## Selected extract
Table 1. The items in Hansen and Österås (Citation2019), except one item that was removed due to little relevance, with median values. All items range from 1 to 11, and items 10, 11 and 12 to 18 are reverse-coded

Download CSV Display Table

The dataset used in Hansen and Österås (Citation2019) was collected for a larger study about automatic milking systems (AMS), also called milking robots. The aim of the study was to explore how farmers perceive their quality of life, their working situation and mental health, the future of their farm, work division among family members, income, etc. To compare farmers with and without AMS, their questionnaire was distributed to all 1700 farmers registered with an AMS autumn 2017, and to 1700 randomly selected dairy farmers with conventional milking systems. Hansen and Österås (Citation2019) merged the 1288 answers from the web-survey with the participant’s AWI. Because not all 1288 farmers had an AWI available when the study was conducted, the final sample included 914 dairy farmers.

Table

Download CSV Display Table

The items used to collect data on dairy farmer’s quality of life (items 1 to 7), working situation (items 8 to 12) and mental health (items 13 to 18) are shown in . All items were coded on an 11-point Likert scale ranging from to a smaller degree to a larger degree (Items 1–7), strongly agree/strongly disagree (Items 8–12), and very often/very seldom (Items 13–18). The items were treated as ordinal variables, and the negatively phrased items 10, 11 and 12 to 18 were reverse-coded to avoid negative factor loadings.

Boosting and modeling

In this section, we first give a brief overview of gradient component-wise boosting and the package ‘mboost’ in the statistical software R (CRAN, Citation2020). Then we describe the specification of the CFA and the SEM. Our point of departure is that several explanatory variables are needed to explain the relationship between farmer welfare and animal welfare. Therefore, we think SEM is a good tool to model this relationship. By using the CFA approach, as a measurement model, on the “right-hand side” of the equation one can benefit from minimizing bias in the regression parameter estimates, since we control for the measurement error. This is one of many strengths – and a very important one—of SEM relative to e.g., OLS regression. However, specifying a SEM item selection is crucial, and this is where boosting is particularly useful.

## Task list
A - Quote the passage on dairy farmers, beginning at the words "In this section, we" and stopping after "is particularly useful.".
B - Pick out every line of the listing that contains the string "positive".
The passage on dairy farmers and the listing come from unrelated sources.

## Available data

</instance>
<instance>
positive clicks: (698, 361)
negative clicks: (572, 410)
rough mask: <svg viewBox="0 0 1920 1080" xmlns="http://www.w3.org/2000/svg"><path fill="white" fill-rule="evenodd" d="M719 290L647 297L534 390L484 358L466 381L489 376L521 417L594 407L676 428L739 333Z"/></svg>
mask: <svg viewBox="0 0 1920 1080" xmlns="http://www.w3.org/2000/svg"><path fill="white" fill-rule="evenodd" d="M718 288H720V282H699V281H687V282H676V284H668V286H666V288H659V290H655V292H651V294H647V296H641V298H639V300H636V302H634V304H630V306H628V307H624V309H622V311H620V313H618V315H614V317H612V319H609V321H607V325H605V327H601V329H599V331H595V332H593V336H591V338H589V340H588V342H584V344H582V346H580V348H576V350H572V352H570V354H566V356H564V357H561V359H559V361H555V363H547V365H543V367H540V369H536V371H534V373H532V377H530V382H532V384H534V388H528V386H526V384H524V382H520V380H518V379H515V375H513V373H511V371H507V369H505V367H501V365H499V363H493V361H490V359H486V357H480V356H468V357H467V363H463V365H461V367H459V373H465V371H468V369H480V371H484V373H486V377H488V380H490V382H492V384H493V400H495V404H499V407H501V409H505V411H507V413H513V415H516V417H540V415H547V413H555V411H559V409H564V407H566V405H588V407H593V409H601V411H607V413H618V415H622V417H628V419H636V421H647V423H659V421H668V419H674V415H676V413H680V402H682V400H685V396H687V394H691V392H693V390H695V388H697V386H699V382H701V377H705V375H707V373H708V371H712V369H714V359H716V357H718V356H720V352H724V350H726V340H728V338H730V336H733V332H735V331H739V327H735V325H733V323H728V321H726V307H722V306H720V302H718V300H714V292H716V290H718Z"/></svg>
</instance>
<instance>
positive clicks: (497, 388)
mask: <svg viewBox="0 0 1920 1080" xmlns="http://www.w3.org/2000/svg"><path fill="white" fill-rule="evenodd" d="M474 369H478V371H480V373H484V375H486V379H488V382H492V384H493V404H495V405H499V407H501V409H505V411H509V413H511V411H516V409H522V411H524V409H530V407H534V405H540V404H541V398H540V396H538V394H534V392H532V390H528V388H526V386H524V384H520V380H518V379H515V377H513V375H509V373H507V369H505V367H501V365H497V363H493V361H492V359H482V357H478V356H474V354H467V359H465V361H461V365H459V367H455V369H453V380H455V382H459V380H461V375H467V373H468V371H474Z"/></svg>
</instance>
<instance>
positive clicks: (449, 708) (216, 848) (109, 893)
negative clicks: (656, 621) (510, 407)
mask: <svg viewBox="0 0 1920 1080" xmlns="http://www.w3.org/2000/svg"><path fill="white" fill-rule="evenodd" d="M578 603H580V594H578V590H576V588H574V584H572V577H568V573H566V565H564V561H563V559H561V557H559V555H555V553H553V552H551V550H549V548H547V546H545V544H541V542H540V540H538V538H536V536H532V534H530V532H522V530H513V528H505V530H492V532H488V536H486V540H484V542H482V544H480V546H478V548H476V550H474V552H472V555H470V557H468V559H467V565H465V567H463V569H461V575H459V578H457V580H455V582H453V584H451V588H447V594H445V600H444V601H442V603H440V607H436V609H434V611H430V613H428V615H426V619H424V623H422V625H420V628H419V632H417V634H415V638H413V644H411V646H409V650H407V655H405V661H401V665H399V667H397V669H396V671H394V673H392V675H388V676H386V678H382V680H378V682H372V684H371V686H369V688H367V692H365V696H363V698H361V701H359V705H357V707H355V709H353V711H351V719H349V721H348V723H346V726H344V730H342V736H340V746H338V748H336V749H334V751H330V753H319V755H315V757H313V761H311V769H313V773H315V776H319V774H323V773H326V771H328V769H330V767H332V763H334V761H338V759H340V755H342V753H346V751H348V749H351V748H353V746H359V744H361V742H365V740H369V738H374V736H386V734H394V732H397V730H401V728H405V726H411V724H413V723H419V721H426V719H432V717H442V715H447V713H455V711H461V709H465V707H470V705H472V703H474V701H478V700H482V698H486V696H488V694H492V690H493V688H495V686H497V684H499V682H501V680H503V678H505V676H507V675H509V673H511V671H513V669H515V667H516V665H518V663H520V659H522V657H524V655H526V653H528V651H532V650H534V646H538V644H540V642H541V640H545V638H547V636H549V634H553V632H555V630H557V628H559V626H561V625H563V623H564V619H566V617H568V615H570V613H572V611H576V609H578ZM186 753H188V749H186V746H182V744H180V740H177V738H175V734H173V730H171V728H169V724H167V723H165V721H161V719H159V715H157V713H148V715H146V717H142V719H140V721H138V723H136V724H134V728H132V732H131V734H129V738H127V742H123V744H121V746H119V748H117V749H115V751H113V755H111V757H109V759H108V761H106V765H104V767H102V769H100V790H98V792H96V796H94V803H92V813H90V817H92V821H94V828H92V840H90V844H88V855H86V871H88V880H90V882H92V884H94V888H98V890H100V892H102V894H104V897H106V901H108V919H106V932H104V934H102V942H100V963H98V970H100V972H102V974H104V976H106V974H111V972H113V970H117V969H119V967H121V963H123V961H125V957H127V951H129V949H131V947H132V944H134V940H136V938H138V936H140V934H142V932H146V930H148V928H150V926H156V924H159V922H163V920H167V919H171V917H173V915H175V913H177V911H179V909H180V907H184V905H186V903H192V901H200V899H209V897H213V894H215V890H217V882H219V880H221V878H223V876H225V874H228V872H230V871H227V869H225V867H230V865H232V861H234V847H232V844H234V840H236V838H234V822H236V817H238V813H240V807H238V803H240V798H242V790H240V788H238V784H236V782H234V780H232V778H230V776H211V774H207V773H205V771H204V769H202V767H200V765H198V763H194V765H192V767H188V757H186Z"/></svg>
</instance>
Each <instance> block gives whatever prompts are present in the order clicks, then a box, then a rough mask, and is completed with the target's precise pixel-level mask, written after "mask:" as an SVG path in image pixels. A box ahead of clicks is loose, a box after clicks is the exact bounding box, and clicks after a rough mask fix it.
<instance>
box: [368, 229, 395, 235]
--
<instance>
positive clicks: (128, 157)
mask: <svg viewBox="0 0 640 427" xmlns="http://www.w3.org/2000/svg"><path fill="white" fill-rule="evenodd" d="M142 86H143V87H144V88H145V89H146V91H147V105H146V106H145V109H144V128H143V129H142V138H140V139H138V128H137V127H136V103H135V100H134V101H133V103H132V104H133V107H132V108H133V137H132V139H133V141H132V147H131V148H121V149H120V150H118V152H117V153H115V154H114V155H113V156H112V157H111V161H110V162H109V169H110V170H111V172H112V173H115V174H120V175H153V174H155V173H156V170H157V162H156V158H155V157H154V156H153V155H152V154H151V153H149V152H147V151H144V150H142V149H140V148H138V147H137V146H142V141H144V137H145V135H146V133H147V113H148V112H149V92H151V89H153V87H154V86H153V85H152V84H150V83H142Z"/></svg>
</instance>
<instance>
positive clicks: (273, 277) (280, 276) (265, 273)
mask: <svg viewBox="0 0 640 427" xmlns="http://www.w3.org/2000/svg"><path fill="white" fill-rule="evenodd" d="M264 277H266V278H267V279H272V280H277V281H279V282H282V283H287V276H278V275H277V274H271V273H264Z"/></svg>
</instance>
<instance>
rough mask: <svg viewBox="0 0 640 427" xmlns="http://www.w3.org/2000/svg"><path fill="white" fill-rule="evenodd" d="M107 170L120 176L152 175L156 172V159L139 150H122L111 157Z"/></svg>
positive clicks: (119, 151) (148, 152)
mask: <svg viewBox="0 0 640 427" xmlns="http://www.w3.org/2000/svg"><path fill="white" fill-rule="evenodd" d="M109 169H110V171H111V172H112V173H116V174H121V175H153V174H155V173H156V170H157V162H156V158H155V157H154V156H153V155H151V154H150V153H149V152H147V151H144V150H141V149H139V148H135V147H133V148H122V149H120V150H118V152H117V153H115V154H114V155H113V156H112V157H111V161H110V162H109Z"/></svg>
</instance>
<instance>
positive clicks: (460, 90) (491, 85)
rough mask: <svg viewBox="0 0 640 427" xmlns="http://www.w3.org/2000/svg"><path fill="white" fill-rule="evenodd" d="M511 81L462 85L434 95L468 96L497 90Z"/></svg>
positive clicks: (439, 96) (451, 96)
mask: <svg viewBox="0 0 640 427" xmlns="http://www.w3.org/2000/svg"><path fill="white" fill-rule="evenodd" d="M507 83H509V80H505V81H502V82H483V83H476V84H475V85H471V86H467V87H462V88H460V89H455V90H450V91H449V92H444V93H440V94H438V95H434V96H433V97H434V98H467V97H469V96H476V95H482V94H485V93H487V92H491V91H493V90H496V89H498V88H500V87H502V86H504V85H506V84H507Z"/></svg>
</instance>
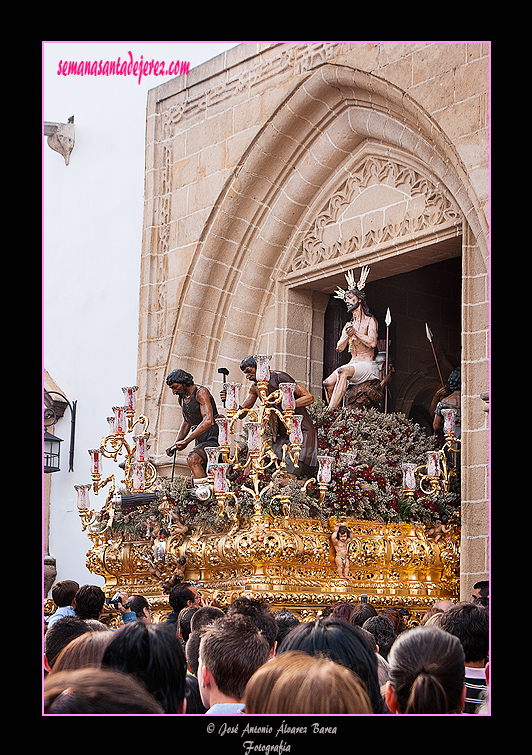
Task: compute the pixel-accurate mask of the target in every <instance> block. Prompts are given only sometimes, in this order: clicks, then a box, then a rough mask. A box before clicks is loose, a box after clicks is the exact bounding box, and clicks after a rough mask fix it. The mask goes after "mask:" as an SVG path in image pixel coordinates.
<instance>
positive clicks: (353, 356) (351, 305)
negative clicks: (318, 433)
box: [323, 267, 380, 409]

## Answers by item number
A -
In this section, we first give a brief overview of gradient component-wise boosting and the package ‘mboost’ in the statistical software R (CRAN, Citation2020). Then we describe the specification of the CFA and the SEM. Our point of departure is that several explanatory variables are needed to explain the relationship between farmer welfare and animal welfare. Therefore, we think SEM is a good tool to model this relationship. By using the CFA approach, as a measurement model, on the “right-hand side” of the equation one can benefit from minimizing bias in the regression parameter estimates, since we control for the measurement error. This is one of many strengths – and a very important one—of SEM relative to e.g., OLS regression. However, specifying a SEM item selection is crucial, and this is where boosting is particularly useful.

B -
positive clicks: (698, 361)
positive clicks: (497, 388)
positive clicks: (449, 708) (216, 848) (109, 893)
positive clicks: (128, 157)
positive clicks: (273, 277) (280, 276) (265, 273)
positive clicks: (119, 151) (148, 152)
positive clicks: (460, 90) (491, 85)
positive clicks: (439, 96) (451, 96)
positive clicks: (353, 356) (351, 305)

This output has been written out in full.